JOB 1
Identify every line in the listing below that contains the string "visor", and copy each of those lines. Matching is case-sensitive.
JOB 2
Finish out the next part of the issue below about automatic reconnection on network failure, picking up right after its last sentence.

TEXT TO READ
Skip to content

Automatic reconnection on network failure #312

@Keruspe

Description

@Keruspe
Collaborator

Now that we have the topology API, here are the steps required towards automatic reconnection:

  • add an Option<Consumer> to the wrapped basic_consume, set it to None from the public wrapper, store the Option in the state and use it to restore everything in the given Consumer if we got Some.
    introduce an InternalTopology that stores Connection/Channel/Consumer objects alongside the topology items
    Add some conversion between InternalTopology and Topology; dropping the associated items
    change topology methods to return the Internaltopology, and make the current one use that and convert to public Topology.
    in the same way, introduce some restore_internal, make restore use it, and pass the Options stored in the InternalTopology to basic_consume and friends
    hook up basic get in InternalTopology + restore_internal
    add an Option<Channel> to the channel creation to share internals with the Channel we want to restore, set it to None, but use it when finalizing if it's Some.
    add an Option<InternalTopology> set to None to the connection process, and use it when it's some to restore_internal
    detect network failure from the event loop, and instead of bubbling it up, call topology_internal, reinitiate connection with Some(InternalTopology)

Point annotation records
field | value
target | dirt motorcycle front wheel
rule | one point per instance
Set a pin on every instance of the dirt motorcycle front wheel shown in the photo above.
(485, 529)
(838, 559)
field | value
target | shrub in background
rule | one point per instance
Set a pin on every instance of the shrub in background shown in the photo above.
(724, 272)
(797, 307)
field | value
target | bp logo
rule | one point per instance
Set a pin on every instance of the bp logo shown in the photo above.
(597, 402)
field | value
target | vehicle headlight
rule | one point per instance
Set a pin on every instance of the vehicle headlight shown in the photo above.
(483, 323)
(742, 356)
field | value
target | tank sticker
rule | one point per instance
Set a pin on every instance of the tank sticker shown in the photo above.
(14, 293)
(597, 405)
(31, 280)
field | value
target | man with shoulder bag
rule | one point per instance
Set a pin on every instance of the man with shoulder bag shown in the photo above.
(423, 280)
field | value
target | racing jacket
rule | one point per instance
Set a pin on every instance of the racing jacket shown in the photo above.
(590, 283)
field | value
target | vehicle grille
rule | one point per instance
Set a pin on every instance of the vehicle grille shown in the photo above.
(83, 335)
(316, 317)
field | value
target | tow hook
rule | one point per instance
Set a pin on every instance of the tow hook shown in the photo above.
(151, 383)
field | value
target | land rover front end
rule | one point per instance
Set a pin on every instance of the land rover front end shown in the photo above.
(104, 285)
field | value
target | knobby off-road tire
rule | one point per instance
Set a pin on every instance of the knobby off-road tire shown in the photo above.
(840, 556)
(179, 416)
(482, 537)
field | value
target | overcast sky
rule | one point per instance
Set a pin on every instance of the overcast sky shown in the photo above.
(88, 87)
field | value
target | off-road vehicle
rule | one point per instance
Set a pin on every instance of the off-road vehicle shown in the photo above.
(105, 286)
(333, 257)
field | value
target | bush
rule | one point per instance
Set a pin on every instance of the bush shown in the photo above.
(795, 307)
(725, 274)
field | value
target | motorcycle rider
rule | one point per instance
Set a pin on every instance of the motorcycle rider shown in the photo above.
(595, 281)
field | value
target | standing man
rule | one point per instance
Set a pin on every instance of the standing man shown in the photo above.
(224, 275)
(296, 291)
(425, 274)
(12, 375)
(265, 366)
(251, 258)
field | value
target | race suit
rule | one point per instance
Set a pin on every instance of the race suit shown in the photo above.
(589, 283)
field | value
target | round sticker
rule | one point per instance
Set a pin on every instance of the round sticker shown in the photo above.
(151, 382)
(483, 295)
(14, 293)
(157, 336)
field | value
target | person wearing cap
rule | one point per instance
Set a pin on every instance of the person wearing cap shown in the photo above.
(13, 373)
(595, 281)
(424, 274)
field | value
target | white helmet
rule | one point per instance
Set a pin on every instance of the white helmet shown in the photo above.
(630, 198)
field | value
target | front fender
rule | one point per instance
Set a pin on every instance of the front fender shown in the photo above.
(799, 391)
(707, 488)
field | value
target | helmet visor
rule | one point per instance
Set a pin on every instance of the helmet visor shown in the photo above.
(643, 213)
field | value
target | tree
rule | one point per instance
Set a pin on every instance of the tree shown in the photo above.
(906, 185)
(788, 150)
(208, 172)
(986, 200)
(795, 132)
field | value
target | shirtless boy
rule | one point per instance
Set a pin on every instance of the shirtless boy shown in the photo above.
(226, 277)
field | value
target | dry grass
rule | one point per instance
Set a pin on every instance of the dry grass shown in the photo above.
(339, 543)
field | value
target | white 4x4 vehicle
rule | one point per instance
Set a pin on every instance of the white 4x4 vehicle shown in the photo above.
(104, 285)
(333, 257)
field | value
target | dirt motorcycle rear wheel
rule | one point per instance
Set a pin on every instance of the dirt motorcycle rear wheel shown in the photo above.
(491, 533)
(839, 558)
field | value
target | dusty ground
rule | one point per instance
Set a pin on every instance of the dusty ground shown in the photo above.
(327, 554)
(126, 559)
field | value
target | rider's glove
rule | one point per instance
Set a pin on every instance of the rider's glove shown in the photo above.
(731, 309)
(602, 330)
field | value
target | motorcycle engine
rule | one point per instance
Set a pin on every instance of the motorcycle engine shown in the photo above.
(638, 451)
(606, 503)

TASK RESPONSE 1
target | helmet visor
Set a pin on every instance of the helmet visor shown in the photo above.

TASK RESPONSE 2
Activity

robo-corg

robo-corg commented on Mar 17, 2021

@robo-corg

Would you be interested in a PR for this?

Keruspe

Keruspe commented on Mar 17, 2021

@Keruspe
CollaboratorAuthor

Sure.
Otherwise I plan to work on this this summer once 2.0 is out

kageru

kageru commented on Sep 19, 2022

@kageru

Any update on this?

Automatic reconnects would be really useful for me. I’d even try to contribute if something specific is missing.

Ks89

Ks89 commented on Dec 29, 2022

@Ks89

I'm also interested on this feature

Keruspe

Keruspe commented on Dec 29, 2022

@Keruspe
CollaboratorAuthor

I'd be willing to take some sponsorship to work on this

carlhoerberg

carlhoerberg commented on May 24, 2024

@carlhoerberg

I'd be willing to take some sponsorship to work on this

We're willing to sponsor this, plz email me at carl@cloudamqp.com

Keruspe

Keruspe commented on Jul 11, 2024

@Keruspe
CollaboratorAuthor

Progress is being made on this front, initial version should be coming this summer

Keruspe

Keruspe commented on Aug 4, 2024

@Keruspe
CollaboratorAuthor

Small update on this front:
I've slightly reworked my approach for this now that I could actually spend time on this (thanks to @carlhoerberg and CloudAMQP support).
I fixed a few bugs in the TCP loop that will be required for this to work properly.
I'm working on handling AMQP "soft" errors (e.g. errors local to 1 channel) to first be able to properly implement recovery of one channel and get it more easily tested.
Once channel recovery is done, I'll move on to AMQP "hard" errors, that are global to the connection, to ensure we properly recover all channels too.
Then the last step will be to trigger the recovery for other errors too (Such as TCP errors).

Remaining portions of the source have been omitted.